## DATA TO PROCESS
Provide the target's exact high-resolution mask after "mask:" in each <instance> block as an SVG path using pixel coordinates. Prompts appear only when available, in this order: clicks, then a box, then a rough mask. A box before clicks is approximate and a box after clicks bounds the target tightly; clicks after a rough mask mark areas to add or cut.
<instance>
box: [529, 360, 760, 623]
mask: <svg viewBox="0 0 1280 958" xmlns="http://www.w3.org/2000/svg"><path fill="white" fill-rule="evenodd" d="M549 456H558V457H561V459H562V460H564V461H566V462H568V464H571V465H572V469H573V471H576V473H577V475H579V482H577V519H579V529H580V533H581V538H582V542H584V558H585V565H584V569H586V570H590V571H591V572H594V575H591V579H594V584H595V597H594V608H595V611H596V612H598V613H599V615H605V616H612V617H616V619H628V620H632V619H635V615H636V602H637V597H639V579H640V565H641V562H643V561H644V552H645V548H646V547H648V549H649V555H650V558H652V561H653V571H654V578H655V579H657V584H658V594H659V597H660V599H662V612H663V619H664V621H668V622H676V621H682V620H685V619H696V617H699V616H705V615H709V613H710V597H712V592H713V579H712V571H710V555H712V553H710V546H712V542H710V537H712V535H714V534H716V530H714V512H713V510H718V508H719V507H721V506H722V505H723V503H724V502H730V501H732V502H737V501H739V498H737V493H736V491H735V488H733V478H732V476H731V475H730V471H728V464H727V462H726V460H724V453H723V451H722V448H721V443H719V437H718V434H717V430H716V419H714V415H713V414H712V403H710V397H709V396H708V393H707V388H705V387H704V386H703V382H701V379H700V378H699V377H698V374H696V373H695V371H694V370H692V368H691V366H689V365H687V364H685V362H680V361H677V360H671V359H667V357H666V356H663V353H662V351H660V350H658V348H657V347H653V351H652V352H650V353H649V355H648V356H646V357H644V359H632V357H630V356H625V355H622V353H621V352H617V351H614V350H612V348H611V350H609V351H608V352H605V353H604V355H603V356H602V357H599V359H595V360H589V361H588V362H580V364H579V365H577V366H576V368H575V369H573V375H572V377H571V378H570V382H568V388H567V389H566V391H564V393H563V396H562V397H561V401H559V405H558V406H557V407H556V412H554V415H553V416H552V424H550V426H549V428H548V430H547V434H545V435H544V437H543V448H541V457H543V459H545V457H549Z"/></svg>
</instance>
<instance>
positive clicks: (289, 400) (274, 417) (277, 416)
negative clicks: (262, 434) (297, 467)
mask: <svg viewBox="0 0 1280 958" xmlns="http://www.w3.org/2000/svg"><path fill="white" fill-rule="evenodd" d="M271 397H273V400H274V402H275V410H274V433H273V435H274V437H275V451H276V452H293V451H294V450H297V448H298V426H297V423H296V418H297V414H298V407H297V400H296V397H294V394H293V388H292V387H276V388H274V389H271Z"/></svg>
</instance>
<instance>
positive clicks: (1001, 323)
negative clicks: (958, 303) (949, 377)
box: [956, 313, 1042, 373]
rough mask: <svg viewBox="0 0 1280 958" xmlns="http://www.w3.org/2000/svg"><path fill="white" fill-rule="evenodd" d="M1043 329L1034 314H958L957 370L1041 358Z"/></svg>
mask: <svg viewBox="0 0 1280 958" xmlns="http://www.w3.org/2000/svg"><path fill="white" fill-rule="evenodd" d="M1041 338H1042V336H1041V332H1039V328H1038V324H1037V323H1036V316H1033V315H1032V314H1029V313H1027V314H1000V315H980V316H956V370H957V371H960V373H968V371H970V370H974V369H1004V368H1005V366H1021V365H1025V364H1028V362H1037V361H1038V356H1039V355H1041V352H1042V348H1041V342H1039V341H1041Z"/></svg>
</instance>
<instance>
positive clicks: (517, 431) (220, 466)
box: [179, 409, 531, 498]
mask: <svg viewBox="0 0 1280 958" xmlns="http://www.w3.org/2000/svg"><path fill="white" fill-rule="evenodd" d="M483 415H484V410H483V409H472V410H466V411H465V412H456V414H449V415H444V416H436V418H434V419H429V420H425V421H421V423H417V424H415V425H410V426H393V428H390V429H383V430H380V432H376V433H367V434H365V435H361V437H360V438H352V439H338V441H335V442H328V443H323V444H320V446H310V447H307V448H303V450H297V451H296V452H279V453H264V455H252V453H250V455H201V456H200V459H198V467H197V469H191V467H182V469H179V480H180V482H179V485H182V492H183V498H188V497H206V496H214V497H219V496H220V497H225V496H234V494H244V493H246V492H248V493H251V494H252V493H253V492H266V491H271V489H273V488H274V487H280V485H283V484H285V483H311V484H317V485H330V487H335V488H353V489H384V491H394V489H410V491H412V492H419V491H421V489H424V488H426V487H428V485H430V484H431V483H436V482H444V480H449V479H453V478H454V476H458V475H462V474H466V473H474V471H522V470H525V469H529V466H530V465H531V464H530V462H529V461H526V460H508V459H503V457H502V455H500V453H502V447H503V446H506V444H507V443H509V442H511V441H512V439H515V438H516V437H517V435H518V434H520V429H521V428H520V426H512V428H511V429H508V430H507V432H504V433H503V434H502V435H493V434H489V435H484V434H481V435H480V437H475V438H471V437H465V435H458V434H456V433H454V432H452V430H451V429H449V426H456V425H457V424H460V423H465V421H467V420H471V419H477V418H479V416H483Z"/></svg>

## TASK GOAL
The complete listing must be printed again exactly as given.

## TASK RESULT
Provide the target's exact high-resolution mask after "mask:" in each <instance> block as an SVG path using pixel coordinates. Prompts appear only when available, in this order: clicks, then a box, then a rough mask. A box before clicks is approximate and a box after clicks bounds the target tightly; clicks after a rough mask mark areas to add or cut.
<instance>
box: [529, 360, 760, 623]
mask: <svg viewBox="0 0 1280 958" xmlns="http://www.w3.org/2000/svg"><path fill="white" fill-rule="evenodd" d="M549 456H558V457H561V459H562V460H564V461H566V462H568V464H571V465H572V469H573V471H576V473H577V475H579V482H577V519H579V529H580V533H581V538H582V542H584V558H585V565H584V569H586V570H590V571H591V572H594V575H591V579H594V584H595V597H594V608H595V611H596V612H598V613H599V615H605V616H612V617H616V619H628V620H632V619H635V615H636V602H637V597H639V579H640V565H641V562H643V561H644V552H645V548H646V547H648V549H649V555H650V558H652V561H653V571H654V578H655V579H657V584H658V594H659V597H660V599H662V612H663V619H664V621H668V622H676V621H682V620H685V619H696V617H699V616H705V615H709V613H710V597H712V592H713V579H712V571H710V555H712V553H710V546H712V542H710V537H712V535H714V534H716V530H714V512H713V510H718V508H719V507H721V506H722V505H723V503H724V502H730V501H732V502H737V501H739V498H737V493H736V491H735V488H733V478H732V476H731V475H730V471H728V464H727V462H726V460H724V453H723V451H722V448H721V443H719V437H718V434H717V430H716V419H714V415H713V414H712V403H710V397H709V396H708V393H707V388H705V387H704V386H703V382H701V379H700V378H699V377H698V374H696V373H695V371H694V370H692V368H691V366H689V365H687V364H685V362H680V361H677V360H671V359H667V357H666V356H663V353H662V351H660V350H658V348H657V347H653V351H652V352H650V353H649V355H648V356H646V357H644V359H632V357H630V356H625V355H622V353H621V352H617V351H614V350H612V348H611V350H609V351H608V352H605V353H604V355H603V356H602V357H599V359H595V360H589V361H588V362H580V364H579V365H577V366H576V368H575V369H573V375H572V377H571V378H570V382H568V388H567V389H566V391H564V393H563V396H562V397H561V401H559V405H558V406H557V407H556V412H554V415H553V416H552V424H550V426H549V428H548V430H547V434H545V435H544V437H543V448H541V457H543V459H545V457H549Z"/></svg>
</instance>
<instance>
positive clicks: (289, 400) (274, 417) (277, 416)
negative clicks: (262, 434) (297, 467)
mask: <svg viewBox="0 0 1280 958" xmlns="http://www.w3.org/2000/svg"><path fill="white" fill-rule="evenodd" d="M271 397H273V400H274V402H275V410H274V433H273V435H274V437H275V451H276V452H293V451H294V450H297V448H298V426H297V423H296V418H297V414H298V407H297V400H296V397H294V394H293V388H292V387H276V388H274V389H271Z"/></svg>
</instance>
<instance>
positive clicks: (1001, 323)
negative clicks: (958, 303) (949, 377)
box: [956, 313, 1042, 373]
rough mask: <svg viewBox="0 0 1280 958" xmlns="http://www.w3.org/2000/svg"><path fill="white" fill-rule="evenodd" d="M1043 329L1034 314H958L957 370L1041 358Z"/></svg>
mask: <svg viewBox="0 0 1280 958" xmlns="http://www.w3.org/2000/svg"><path fill="white" fill-rule="evenodd" d="M1041 338H1042V336H1041V332H1039V328H1038V324H1037V323H1036V316H1033V315H1032V314H1029V313H1027V314H1000V315H980V316H956V370H957V371H960V373H968V371H970V370H974V369H1004V368H1005V366H1021V365H1025V364H1028V362H1037V361H1038V356H1039V355H1041V352H1042V348H1041V342H1039V341H1041Z"/></svg>
</instance>
<instance>
positive clicks: (517, 431) (220, 466)
box: [179, 409, 531, 498]
mask: <svg viewBox="0 0 1280 958" xmlns="http://www.w3.org/2000/svg"><path fill="white" fill-rule="evenodd" d="M483 415H484V410H483V409H472V410H466V411H465V412H456V414H449V415H444V416H436V418H434V419H429V420H425V421H421V423H417V424H415V425H410V426H393V428H390V429H383V430H380V432H376V433H367V434H365V435H361V437H360V438H352V439H338V441H335V442H328V443H323V444H320V446H310V447H307V448H303V450H297V451H296V452H279V453H264V455H252V453H250V455H201V456H200V459H198V467H197V469H191V467H182V469H179V480H180V482H179V485H182V492H183V498H188V497H206V496H214V497H219V496H220V497H225V496H234V494H244V493H246V492H248V493H251V494H252V493H253V492H266V491H271V489H273V488H274V487H280V485H283V484H285V483H311V484H317V485H330V487H335V488H353V489H384V491H394V489H410V491H412V492H419V491H421V489H424V488H426V487H428V485H430V484H431V483H436V482H444V480H449V479H453V478H454V476H458V475H462V474H466V473H474V471H522V470H525V469H529V466H530V465H531V464H530V462H529V461H526V460H508V459H503V457H502V455H500V453H502V447H503V446H506V444H507V443H509V442H511V441H512V439H515V438H516V437H517V435H518V434H520V429H521V428H520V426H512V428H511V429H508V430H507V432H504V433H503V434H502V435H493V434H489V435H484V434H481V435H480V437H475V438H471V437H465V435H458V434H456V433H454V432H452V430H451V429H449V426H456V425H457V424H460V423H465V421H467V420H471V419H477V418H479V416H483Z"/></svg>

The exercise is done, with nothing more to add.